QUÉ SE PIDE: Continúa la reseña sobre el documental Telma, el cine y el soldado a partir de su última oración.

El otro elemento central es la construcción del relato como una épica de barrio. Un recorrido desprovisto de la pretensión de grandilocuencia, desde el momento que la imagen se pega a sus protagonistas para acompañarlas, no para registrarlas. Hay en las escenas un clima de intimidad relajado que prescinde hasta de la corrección –ver el llamado de Lili a su madre cuando publica el aviso en el diario- y que refleja un placer que deviene antes de la necesidad de comprender al objeto que se quiere retratar, que por formular un retrato distanciado. Hay en Telma, el cine y el soldado, resabios del cine de Néstor Frenkel, esa manera de encontrar algo incluso donde se podría creer que no va a haber nada y ligarlo, de una manera u otra, con la construcción de una sociedad en un tiempo determinado –las imágenes que el documental retoma de la guerra de Malvinas son como notas al pie, pero algunas funcionan como pequeños hallazgos, como la que compara la escritura del diario de Lili en clave para que no lo lea su madre, con la prohibición del uso de mensajes encriptados durante la guerra-. Lo interesante es que todo ese trabajo proviene del uso sostenido de materiales y formas que habitualmente son desechados o vistos de manera despectiva por el mal uso que se hizo de ellos. La forma en que se realizan las entrevistas, que recuerdan a los formatos tradicionales de los realitys televisivos, adquieren aquí un sentido dentro de la narrativa en la que nada se toma demasiado en serio y donde incluso lo que se toma en serio admite la posibilidad del absurdo y la risa. Porque si se lo piensa un poco, todo lo que necesita la película es una vieja carta, una respuesta de un soldado que estaba en Malvinas a una chica que vivía en Villa Domínico. Un diálogo trunco en el pasado. Desde allí parte la búsqueda de ese hombre al que nunca se conoció y del que, al comienzo, ni siquiera se sabe si está vivo. La aventura de esas mujeres mayores es la épica barrial, en tanto hace de una historia pequeña algo significativo para ellas y quienes las acompañan. En el camino habrá maridos celosos, changuitos que sirven para apoyarse y moverse, avisos clasificados, visitas a una vidente, autos viejos y hasta un ex veterano de Malvinas que les enseña a hacer control mental. El logro de la película no es solamente que todo ello cobre sentido en su puesta en relación, sino que todo ese mundo que podría parecer absurdo se vuelva parte necesaria de ese paisaje emotivo que se quiere narrar.

EXTRACTOS DEL LISTADO:
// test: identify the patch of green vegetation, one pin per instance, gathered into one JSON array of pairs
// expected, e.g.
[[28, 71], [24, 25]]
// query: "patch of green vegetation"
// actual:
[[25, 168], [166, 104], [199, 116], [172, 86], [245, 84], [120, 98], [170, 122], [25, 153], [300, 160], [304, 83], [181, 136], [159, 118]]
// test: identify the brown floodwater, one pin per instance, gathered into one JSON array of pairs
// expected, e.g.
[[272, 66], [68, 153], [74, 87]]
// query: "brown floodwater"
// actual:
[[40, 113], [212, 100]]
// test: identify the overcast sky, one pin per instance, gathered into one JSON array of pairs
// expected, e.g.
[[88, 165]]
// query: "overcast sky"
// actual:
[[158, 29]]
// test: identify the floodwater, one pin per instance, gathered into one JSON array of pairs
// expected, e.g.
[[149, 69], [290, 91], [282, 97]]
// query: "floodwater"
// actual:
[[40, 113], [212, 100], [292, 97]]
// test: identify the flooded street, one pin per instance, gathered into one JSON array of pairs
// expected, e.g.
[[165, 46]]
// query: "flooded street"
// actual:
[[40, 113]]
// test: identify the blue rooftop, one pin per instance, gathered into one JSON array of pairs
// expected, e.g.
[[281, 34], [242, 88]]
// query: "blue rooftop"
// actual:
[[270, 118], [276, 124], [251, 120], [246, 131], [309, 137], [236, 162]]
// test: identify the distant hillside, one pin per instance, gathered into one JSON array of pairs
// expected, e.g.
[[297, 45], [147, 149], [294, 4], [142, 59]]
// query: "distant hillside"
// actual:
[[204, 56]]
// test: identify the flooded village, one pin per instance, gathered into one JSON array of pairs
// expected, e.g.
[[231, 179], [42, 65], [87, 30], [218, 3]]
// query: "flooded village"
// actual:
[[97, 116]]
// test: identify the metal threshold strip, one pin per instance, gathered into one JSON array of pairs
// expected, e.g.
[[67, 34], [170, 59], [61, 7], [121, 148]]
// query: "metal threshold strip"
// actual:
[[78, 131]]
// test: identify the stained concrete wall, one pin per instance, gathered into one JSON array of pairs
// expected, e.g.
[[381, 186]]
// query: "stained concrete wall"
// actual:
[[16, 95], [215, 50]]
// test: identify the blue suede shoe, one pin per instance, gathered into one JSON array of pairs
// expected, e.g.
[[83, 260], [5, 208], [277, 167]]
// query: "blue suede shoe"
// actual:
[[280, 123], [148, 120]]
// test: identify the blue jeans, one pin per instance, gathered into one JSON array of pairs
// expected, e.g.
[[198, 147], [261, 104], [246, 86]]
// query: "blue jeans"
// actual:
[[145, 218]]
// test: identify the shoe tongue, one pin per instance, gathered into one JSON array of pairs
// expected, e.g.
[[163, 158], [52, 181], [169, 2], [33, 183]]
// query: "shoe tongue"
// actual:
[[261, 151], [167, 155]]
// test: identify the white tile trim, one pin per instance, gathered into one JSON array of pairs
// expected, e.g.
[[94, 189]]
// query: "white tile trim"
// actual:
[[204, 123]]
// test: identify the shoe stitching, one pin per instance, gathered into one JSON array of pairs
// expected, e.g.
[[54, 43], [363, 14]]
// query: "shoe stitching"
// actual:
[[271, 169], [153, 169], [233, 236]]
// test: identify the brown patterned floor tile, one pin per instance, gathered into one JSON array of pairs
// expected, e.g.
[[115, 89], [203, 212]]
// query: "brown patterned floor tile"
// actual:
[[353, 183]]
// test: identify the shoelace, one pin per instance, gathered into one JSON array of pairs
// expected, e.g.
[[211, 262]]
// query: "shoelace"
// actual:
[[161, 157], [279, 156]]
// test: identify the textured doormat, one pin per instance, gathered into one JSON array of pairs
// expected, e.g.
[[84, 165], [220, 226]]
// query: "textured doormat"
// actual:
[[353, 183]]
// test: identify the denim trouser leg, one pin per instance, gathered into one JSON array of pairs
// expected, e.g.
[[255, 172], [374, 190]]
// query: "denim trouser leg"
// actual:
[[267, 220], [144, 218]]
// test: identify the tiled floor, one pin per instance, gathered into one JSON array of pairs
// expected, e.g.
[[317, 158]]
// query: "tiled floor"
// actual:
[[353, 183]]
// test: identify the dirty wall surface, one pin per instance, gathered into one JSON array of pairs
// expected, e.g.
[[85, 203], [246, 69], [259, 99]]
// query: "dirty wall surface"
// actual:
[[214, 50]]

RESPUESTA AL PROBLEMA:
Telma, el cine y el soldado (Argentina, 2022). Dirección: Branda Taubin. Guion: Brenda Taubin y Mariano Pozzi. Dirección de Fotografía y Cámara: Aylén Lopez. Dirección de Arte: Noe Volpe. Montaje: Karina Expósito. Sonido Directo: Rodrigo Stambuk, Francisco Buduba y Celeste Contratti. Diseño de Sonido y Mezcla: Carlos Olmedo. Música original: Francisco Seoane. Elenco: Telma D’Andrea, Alicia Rubio, Elena Sosa, Liliana Vazquez, Ernesto Antonio Gulla, Antonio Orlando D’Abato, Genoveva Guarnieri, José Luis Andino, Santiago Kuster, Manuela Begino Lavalle, Alejandra Marcela Taibo y Claudio Rodriguez. Duración: 80 minutos.